[BEGIN Given records]

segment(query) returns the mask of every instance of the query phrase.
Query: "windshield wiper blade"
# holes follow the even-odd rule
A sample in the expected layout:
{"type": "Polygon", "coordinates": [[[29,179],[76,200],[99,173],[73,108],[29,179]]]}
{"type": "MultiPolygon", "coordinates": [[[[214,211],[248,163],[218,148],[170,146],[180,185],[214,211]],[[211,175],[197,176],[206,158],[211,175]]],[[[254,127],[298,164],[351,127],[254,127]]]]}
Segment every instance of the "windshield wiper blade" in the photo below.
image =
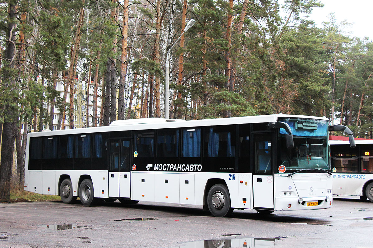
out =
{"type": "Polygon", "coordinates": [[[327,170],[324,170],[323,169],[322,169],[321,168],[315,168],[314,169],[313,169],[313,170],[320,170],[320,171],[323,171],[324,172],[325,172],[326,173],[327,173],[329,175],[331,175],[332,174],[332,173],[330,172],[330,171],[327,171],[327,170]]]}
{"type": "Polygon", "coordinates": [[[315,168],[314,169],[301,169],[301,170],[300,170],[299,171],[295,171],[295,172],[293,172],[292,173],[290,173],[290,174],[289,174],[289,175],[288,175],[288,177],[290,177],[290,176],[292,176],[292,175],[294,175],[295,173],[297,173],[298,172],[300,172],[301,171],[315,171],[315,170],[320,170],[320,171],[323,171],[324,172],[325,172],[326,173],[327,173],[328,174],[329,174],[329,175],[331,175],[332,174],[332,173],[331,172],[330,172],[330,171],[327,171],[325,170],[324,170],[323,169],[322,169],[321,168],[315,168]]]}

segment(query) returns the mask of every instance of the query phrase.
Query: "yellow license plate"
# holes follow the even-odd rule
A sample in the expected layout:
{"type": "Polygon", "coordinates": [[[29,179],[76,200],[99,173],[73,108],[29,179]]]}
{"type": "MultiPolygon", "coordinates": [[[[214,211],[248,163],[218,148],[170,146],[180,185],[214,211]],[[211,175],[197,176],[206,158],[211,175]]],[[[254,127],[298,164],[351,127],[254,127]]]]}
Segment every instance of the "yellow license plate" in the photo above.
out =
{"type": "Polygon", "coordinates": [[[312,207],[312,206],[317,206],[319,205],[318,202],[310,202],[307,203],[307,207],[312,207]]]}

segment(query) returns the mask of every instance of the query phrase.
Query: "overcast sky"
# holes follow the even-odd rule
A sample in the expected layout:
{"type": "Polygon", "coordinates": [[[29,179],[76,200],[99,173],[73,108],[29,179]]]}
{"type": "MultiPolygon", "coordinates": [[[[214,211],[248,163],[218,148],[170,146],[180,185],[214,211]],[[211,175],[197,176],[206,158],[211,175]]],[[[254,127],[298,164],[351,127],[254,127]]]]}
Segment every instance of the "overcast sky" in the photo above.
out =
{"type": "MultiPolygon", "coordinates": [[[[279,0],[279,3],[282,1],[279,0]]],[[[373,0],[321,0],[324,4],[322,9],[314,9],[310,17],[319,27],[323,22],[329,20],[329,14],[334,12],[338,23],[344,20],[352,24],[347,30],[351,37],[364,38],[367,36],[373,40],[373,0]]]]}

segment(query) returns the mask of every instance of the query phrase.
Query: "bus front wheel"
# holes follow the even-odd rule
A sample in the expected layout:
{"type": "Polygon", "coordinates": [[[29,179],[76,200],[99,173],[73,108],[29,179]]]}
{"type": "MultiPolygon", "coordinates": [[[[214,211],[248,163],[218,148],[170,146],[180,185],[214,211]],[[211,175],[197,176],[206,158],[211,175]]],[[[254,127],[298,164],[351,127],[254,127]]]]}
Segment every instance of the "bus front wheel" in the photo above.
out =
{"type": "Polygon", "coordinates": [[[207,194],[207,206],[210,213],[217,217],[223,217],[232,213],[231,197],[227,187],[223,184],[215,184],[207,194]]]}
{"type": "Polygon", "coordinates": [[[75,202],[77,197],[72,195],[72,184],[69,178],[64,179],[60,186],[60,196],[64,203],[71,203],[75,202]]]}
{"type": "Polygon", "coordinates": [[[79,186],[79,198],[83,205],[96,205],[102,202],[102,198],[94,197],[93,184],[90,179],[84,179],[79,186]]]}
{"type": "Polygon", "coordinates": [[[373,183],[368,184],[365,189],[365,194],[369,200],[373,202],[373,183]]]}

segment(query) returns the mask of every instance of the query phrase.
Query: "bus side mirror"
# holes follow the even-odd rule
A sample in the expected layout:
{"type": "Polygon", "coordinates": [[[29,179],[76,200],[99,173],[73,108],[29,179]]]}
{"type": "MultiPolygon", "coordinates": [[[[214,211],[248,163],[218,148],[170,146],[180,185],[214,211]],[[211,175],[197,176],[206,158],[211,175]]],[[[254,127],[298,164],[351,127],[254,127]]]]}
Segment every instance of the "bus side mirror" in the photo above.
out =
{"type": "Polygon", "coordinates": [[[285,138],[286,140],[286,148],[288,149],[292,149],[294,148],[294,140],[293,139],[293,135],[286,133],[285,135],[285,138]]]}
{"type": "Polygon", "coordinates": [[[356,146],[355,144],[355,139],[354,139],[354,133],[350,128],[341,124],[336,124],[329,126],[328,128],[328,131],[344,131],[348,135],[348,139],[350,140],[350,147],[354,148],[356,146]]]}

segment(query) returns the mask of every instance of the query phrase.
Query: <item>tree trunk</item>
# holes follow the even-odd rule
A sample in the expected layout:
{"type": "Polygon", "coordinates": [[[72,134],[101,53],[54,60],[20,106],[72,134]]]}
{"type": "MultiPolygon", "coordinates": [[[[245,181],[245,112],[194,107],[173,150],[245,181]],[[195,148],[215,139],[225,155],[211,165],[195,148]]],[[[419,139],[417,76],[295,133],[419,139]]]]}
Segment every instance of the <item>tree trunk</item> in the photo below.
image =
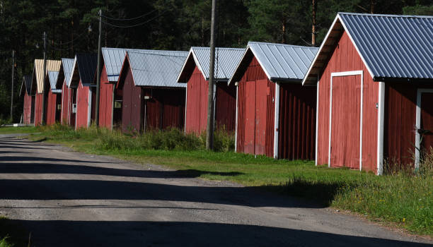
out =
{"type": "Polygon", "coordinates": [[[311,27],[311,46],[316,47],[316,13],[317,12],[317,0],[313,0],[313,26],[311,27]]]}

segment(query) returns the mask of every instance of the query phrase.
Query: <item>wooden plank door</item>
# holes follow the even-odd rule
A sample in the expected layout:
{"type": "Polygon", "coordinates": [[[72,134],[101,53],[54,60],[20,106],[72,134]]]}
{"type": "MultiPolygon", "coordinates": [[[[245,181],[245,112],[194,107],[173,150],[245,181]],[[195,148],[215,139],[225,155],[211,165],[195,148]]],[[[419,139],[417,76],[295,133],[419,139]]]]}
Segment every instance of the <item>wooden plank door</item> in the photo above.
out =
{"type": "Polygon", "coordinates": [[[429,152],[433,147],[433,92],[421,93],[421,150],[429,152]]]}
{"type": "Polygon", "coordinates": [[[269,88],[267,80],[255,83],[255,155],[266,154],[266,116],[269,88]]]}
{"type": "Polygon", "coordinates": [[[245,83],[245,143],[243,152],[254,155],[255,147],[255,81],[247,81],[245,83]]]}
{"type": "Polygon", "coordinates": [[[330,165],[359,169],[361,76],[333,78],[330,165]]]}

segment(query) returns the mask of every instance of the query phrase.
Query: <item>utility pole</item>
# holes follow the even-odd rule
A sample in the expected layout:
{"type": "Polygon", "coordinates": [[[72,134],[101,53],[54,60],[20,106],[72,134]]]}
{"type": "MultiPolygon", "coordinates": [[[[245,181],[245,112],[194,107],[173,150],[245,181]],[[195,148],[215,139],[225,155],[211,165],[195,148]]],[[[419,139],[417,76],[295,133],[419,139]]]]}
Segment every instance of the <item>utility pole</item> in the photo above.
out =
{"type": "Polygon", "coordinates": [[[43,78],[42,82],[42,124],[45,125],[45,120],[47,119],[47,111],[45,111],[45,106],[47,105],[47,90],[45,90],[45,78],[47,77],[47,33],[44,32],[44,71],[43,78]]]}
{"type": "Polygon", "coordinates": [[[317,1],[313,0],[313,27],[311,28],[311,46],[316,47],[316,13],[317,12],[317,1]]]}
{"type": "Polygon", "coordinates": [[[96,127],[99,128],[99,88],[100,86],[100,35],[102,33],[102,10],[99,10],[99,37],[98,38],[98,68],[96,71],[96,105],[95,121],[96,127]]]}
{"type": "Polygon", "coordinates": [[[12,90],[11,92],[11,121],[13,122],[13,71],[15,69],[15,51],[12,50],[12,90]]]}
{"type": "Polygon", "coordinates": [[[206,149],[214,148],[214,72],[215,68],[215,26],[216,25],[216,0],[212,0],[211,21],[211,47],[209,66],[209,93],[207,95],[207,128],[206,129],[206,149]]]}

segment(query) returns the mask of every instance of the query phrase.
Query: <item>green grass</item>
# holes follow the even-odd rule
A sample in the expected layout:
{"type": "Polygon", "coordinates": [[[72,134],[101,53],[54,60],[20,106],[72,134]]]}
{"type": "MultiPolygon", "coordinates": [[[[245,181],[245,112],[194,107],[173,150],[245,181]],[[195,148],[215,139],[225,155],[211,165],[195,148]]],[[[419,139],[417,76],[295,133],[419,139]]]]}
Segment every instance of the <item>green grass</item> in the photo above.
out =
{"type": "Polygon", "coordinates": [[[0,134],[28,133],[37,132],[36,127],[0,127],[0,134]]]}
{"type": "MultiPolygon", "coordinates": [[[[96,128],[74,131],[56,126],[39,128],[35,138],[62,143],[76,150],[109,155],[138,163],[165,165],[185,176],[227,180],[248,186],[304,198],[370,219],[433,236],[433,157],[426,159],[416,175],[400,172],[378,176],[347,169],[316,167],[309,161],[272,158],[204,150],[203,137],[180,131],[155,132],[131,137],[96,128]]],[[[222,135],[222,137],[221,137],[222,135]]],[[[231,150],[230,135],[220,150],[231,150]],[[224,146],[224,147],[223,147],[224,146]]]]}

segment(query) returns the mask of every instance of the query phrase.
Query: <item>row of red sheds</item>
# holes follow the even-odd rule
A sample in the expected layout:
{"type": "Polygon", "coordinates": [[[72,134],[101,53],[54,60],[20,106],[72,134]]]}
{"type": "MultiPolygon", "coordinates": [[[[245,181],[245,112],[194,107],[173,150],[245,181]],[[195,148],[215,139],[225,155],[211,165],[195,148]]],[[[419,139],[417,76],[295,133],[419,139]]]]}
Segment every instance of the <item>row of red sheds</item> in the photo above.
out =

[END Given records]

● **Required work**:
Count the lines in the material above that contain the string "plank", with case counting. Reply with the number alone.

● **Task output**:
2